## AIM OF THE EXERCISE
Output the data as a JSON list of strings, one string per line, from the line containing "Q: Where is a point on each instance of the doorway" through the end of the data, both included. Leave out blank lines.

[Dataset rows showing where objects appear]
==============================

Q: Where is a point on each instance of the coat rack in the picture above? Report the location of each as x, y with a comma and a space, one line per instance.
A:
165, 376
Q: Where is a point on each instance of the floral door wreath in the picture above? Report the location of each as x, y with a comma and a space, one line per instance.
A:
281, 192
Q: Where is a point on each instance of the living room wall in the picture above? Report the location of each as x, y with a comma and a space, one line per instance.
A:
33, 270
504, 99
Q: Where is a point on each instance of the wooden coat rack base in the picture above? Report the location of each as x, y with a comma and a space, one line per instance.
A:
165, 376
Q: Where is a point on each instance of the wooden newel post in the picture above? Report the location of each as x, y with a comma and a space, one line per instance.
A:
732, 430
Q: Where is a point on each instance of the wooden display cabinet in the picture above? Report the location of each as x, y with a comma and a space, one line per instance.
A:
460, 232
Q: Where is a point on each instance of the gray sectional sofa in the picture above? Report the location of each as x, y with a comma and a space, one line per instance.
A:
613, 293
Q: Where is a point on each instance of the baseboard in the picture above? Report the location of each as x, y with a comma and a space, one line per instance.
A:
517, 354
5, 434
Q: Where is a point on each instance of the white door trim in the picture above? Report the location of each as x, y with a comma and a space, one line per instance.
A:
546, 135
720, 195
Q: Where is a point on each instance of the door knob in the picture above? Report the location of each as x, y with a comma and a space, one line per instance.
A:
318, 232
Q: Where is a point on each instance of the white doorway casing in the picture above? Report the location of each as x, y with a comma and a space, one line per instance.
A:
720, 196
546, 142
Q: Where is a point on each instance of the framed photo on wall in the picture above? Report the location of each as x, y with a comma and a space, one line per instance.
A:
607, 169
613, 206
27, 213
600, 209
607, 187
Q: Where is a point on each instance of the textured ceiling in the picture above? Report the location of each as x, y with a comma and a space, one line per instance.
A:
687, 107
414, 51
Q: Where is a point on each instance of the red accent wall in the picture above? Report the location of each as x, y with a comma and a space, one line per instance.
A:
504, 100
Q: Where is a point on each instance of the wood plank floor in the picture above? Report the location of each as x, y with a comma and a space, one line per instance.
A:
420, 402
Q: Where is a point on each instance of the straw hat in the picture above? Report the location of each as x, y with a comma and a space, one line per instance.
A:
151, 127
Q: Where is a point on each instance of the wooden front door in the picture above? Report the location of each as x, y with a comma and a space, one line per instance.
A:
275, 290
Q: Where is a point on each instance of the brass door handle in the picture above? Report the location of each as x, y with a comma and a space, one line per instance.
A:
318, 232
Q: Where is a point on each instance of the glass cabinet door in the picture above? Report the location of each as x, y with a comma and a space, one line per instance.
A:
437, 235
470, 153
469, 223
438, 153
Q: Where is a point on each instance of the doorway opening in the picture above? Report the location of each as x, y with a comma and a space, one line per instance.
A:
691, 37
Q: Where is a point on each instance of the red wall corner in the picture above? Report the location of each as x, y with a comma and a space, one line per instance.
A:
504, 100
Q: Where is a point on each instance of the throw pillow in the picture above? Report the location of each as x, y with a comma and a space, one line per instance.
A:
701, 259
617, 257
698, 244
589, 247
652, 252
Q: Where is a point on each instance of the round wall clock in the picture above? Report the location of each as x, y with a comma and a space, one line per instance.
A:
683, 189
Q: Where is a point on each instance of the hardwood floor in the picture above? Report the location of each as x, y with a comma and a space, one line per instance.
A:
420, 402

==============================

## COMPLETE ANSWER
[
  "Q: Where is a point on each instance of the doorway opening in the picture above? Report the location of each as x, y with a comma and a space, one line per instance.",
  "A:",
  "691, 37",
  "Q: Where is a point on each instance of the red wall corner in the picture above? Report the location of each as x, y with a comma and a space, one line per instance.",
  "A:",
  "504, 100",
  "Q: Where is a point on each instance of the throw pillow in the picture above? Report the location of each as x, y with a comma and a space, one line per instance.",
  "A:",
  "701, 259",
  "617, 257",
  "698, 244",
  "589, 247",
  "652, 252",
  "Q: Where is a point on each instance of the round wall clock in the picture above? Report the location of each as x, y with a comma and a space, one line per instance.",
  "A:",
  "683, 189",
  "Q: Where is a point on each instance of the hardwood floor in the picture above? Report the location of each as x, y with a comma and a space, one line per instance.",
  "A:",
  "420, 402"
]